Written exercise 1 →
According to the thread, which command supports iso9660, as opposed to 7za?
Written exercise 2 →
Substitute "Iterate" for "Loop" and reproduce the thread starting with "# Loop through" and going on through "2>/dev/null | tr -d ' ')".

To summarize, Joliet support in isoinfo is inadequate. It only works well for latin characters. It cant convert non-latin filenames to utf-8, which is the must these days. I might suggest to at least ignore the Joliet tree when using isoinfo. In the case, it would be always isoinfo -R which states for RR with ECMA-119 fallback.

@slowpeek
Copy link
Contributor Author

In case we decided to ignore the Joliet tree with isoinfo, this whole PR would become a one-line change: isoinfo -l -R -i "${MC_EXT_FILENAME}" instead of isoinfo -l -R -J -i "${MC_EXT_FILENAME}"

@zyv
Copy link
Member

zyv commented May 28, 2024

Sounds pretty brutal to build a complex fallback chain with Joliet problem in-between. Maybe just ignore Joliet with isoinfo (a reference to this PR can be added in the code) and if you want to make it better rather use xorriso if available and only then fallback to isoinfo?

@slowpeek
Copy link
Contributor Author

slowpeek commented May 29, 2024

Locally I've remade it into xorriso + isoinfo (no Joliet).

The following text is about the outdated p7zip 16.02 still present in ubuntu 22.04

Here is another question. In the current view action code for iso9660 there is a fallback to 7za l. First of all, it likely never worked, because it is 7z that supports iso9660, not 7za.

Next, 7z prefers Joliet over Rock Ridge, there is no cli option to change that [1]. When Joliet is present, 7z l correctly converts filenames to the current locale from Joliet's UCS2:

> 7z l utf8-rj.iso | sed -n '/^----/,/^----/p'
------------------- ----- ------------ ------------  ------------------------
2024-05-28 01:29:57 .....            0            0  abcde.txt
2024-05-28 01:20:23 .....            0            0  абвгд.txt
------------------- ----- ------------ ------------  ------------------------

But when there is only Rock Ridge, it assumes the filenames are encoded in some 1-byte encoding (idk what CP_OEMCP stands for in linux enviroment) and converts it to the current locale from that. In my case, RR names are utf-8 encoded, current locale is utf-8 as well. 7z l prints it as double utf-8 encoded:

> 7z l utf8-r.iso | sed -n '/^----/,/^----/p'
------------------- ----- ------------ ------------  ------------------------
2024-05-28 01:29:57 .....            0            0  abcde.txt
2024-05-28 01:20:23 .....            0            0  абвгд.txt
------------------- ----- ------------ ------------  ------------------------

It could be tricked to print the names raw:

> LC_CTYPE=C 7z l utf8-r.iso | sed -n '/^----/,/^----/p'
------------------- ----- ------------ ------------  ------------------------
2024-05-28 01:29:57 .....            0            0  abcde.txt
2024-05-28 01:20:23 .....            0            0  абвгд.txt
------------------- ----- ------------ ------------  ------------------------

But the same trick breaks it for Joliet images:

> LC_CTYPE=C 7z l utf8-rj.iso | sed -n '/^----/,/^----/p'
------------------- ----- ------------ ------------  ------------------------
2024-05-28 01:29:57 .....            0            0  abcde.txt
2024-05-28 01:20:23 .....            0            0  ?????.txt
------------------- ----- ------------ ------------  ------------------------

So, to correctly list some iso with 7z l we need to detect if it contains Joliet or RR only and apply the trick for RR only. And to detect that, we need some other tool, for example such shell function (source: me):

is_joliet() {
    local skip=16 mark

    # Loop through the volume descriptor set
    # https://en.wikipedia.org/wiki/ISO_9660#Volume_descriptor_set
    while true; do
        mark=$(od -j$((2048*skip)) -N6 -An -tx1 <"$1" 2>/dev/null | tr -d ' ')

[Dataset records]

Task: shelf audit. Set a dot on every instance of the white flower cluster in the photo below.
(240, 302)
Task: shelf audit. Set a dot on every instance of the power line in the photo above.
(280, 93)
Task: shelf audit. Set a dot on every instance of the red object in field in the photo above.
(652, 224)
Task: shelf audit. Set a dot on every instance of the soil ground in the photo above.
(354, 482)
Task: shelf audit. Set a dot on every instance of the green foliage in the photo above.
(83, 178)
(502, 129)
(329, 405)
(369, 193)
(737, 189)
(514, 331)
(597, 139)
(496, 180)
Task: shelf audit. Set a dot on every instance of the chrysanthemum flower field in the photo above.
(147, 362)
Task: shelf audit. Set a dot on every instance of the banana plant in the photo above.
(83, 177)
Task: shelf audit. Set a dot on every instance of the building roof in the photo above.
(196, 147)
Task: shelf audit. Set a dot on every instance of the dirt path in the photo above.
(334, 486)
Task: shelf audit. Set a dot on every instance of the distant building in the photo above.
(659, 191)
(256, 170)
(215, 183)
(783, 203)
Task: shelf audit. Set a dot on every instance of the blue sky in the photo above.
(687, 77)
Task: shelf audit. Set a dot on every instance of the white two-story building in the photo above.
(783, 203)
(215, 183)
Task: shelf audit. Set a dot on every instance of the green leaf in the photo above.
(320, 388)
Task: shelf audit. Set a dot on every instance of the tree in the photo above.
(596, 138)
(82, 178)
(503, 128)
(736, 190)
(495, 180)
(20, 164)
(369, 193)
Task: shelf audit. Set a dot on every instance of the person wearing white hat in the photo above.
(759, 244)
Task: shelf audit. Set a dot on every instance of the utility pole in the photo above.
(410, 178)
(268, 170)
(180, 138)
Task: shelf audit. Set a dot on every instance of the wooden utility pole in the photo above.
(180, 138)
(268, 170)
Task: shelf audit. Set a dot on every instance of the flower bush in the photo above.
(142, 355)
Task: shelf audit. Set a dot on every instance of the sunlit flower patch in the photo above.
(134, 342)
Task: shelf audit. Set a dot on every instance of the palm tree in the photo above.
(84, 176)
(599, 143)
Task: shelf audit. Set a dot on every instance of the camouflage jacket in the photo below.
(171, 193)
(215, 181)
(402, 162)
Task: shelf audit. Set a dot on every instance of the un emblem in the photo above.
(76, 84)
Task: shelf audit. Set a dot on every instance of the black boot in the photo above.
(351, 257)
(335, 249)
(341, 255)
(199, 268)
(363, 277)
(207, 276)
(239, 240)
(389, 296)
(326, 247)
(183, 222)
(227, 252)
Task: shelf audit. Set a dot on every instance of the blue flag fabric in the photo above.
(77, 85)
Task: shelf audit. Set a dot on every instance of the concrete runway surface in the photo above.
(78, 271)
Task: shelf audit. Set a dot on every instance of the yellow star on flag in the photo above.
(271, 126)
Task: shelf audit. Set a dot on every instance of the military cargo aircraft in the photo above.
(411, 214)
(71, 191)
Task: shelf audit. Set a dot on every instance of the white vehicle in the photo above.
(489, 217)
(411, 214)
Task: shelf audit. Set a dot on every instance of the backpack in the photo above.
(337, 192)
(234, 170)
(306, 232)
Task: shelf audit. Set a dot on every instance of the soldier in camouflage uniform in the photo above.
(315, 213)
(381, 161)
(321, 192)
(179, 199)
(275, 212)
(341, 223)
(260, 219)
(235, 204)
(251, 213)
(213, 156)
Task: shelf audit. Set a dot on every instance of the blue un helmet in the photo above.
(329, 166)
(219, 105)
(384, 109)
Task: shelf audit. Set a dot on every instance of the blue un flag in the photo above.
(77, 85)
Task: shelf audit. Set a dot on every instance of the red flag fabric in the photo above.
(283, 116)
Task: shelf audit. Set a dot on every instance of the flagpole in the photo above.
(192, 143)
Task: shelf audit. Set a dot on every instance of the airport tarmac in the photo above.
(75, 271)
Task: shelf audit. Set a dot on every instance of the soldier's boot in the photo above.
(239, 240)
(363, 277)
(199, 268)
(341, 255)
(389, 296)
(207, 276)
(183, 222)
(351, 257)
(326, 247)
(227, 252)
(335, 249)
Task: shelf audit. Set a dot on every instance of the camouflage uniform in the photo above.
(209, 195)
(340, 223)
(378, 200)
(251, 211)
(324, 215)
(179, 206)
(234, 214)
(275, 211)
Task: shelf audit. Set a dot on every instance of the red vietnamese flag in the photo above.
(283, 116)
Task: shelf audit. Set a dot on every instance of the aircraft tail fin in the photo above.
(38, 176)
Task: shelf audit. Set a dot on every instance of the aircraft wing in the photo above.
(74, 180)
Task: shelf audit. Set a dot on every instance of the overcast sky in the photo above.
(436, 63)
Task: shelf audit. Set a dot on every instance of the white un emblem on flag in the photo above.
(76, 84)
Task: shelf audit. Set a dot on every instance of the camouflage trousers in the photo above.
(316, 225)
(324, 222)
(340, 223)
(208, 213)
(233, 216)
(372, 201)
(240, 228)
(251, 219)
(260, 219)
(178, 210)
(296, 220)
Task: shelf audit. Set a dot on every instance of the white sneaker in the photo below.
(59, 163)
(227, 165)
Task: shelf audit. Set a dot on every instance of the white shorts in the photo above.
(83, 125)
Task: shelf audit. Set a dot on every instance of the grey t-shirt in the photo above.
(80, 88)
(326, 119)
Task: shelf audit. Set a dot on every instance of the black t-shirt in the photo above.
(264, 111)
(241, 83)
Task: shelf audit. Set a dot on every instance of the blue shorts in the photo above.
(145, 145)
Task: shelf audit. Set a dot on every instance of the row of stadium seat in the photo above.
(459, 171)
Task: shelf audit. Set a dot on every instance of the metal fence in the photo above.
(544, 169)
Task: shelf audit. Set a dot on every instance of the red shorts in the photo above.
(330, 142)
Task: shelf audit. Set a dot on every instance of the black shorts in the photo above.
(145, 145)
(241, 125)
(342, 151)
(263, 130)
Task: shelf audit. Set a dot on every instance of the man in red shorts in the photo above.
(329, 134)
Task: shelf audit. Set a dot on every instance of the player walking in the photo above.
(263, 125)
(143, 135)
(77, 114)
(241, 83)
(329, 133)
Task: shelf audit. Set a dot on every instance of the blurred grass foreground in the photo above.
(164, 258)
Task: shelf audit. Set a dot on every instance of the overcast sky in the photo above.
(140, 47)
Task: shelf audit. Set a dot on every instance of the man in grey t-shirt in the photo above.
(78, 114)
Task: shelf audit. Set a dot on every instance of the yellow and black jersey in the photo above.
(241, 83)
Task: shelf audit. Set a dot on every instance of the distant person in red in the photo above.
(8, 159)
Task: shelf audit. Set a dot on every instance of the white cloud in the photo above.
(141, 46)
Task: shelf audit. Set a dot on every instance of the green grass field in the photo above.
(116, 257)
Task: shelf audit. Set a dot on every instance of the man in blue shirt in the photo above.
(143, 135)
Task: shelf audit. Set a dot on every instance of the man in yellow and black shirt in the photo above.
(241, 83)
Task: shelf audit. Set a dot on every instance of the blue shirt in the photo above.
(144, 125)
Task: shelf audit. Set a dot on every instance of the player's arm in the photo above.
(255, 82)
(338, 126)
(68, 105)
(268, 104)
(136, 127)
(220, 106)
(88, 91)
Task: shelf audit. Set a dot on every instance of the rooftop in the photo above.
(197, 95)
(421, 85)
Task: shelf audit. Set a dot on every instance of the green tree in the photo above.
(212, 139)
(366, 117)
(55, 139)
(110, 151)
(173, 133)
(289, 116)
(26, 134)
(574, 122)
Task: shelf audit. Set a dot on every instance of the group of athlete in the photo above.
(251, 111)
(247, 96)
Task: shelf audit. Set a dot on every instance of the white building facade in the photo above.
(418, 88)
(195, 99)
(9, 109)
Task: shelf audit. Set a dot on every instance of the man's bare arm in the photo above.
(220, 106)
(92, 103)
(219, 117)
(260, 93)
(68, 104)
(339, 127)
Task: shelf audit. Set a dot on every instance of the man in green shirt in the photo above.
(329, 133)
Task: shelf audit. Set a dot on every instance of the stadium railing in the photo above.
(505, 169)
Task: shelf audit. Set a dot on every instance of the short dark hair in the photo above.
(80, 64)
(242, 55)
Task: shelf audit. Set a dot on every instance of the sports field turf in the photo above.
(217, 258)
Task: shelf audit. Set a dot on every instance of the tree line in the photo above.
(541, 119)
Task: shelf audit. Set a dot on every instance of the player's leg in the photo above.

Full answer 1 →
7z

Full answer 2 →
# Iterate through the volume descriptor set
    # https://en.wikipedia.org/wiki/ISO_9660#Volume_descriptor_set
    while true; do
        mark=$(od -j$((2048*skip)) -N6 -An -tx1 <"$1" 2>/dev/null | tr -d ' ')